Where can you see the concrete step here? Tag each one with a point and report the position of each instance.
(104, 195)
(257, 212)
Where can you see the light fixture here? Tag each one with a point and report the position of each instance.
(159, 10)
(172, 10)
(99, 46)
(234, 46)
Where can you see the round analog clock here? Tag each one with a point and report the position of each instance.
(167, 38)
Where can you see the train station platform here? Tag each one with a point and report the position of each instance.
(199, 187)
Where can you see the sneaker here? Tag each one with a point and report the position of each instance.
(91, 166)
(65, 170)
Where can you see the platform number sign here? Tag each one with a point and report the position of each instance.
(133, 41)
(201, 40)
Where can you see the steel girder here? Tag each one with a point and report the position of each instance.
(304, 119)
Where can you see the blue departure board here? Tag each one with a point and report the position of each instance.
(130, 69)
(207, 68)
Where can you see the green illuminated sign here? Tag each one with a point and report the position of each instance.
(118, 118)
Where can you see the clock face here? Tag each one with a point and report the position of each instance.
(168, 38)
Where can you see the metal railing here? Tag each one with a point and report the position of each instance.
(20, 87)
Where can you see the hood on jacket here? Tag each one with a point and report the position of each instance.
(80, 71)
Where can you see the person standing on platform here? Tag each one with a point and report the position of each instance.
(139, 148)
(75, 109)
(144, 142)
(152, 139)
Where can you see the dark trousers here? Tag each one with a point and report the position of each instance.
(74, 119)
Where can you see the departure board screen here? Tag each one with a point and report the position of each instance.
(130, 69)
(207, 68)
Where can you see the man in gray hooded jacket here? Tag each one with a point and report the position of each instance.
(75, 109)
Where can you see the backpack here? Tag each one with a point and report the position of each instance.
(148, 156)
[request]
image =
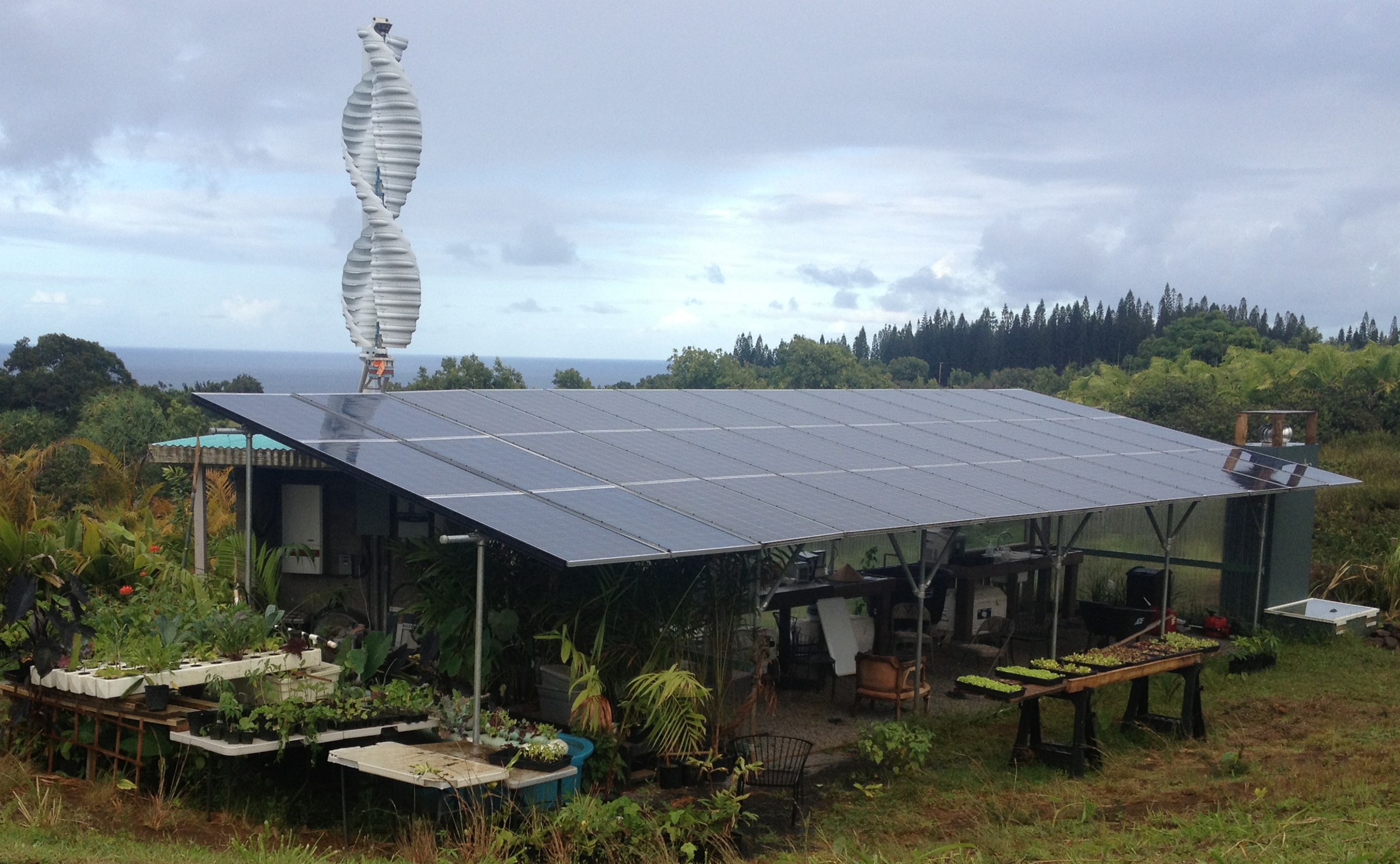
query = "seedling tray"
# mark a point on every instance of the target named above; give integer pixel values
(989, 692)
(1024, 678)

◆ ◆ ◆

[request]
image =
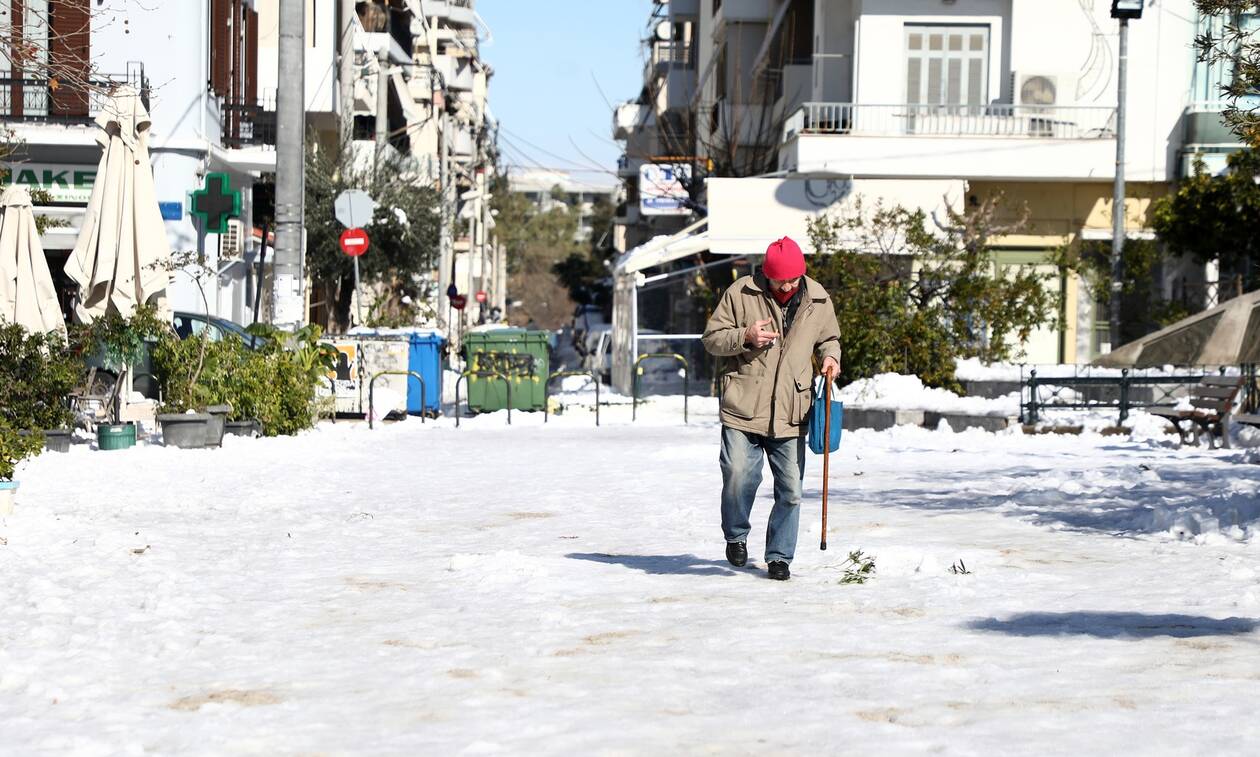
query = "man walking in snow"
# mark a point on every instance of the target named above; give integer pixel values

◆ ◆ ◆

**Brief:** Please give everything in the material from the line containing "Where can you see the train" down to the line containing "(1024, 678)", both included, as a numbered list with blank lines skipped. Leave the pictures out of the answer.

**Exercise output:**
1. Where can you see the train station platform here? Tag each one with a point and report the position of each instance.
2. (199, 187)
3. Where can you see the sneaker here? Tag each one with a point and report the position of each instance.
4. (91, 166)
5. (65, 170)
6. Where can you see the platform number sign here? Tag each one with a point and report the position of each instance.
7. (133, 41)
8. (201, 40)
9. Where can you see the steel girder here? Tag each one with a point and report the position of each instance.
10. (304, 119)
11. Where can you see the blue departure board here? Tag each one with a point and report the position of each instance.
12. (130, 69)
13. (207, 68)
14. Where can you see the green illuminated sign here? Tag each one with a point and report the position of each instance.
15. (118, 118)
16. Where can you see the clock face here? Tag each one with a point and report the position of each instance.
17. (168, 38)
18. Where can you see the metal railing here? Tag each one with a point and report the position of each instance.
19. (20, 87)
20. Where can you see the hood on jacket here? Tag each one with a point and report the position of each instance.
21. (80, 71)
22. Where can you see the person standing on platform here? Tag each one with a point and report the position of each instance.
23. (139, 148)
24. (75, 109)
25. (144, 142)
26. (152, 139)
27. Where can you see the dark trousers here? Tag each one with a point and report the position of each instance.
28. (74, 119)
29. Where can you see the departure board screen here? Tag each one with a point and report the position of each instance.
30. (130, 69)
31. (207, 68)
32. Where can you see the man in gray hooded jacket here? Tag each one with a point and report the position of each instance.
33. (75, 109)
34. Where can you see the backpack here? Tag each one with a point and report the position of each instance.
35. (148, 156)
36. [request]
37. image =
38. query = "seedling tray"
39. # mark a point on every instance of the target named above; give integer pixel values
40. (989, 692)
41. (1024, 678)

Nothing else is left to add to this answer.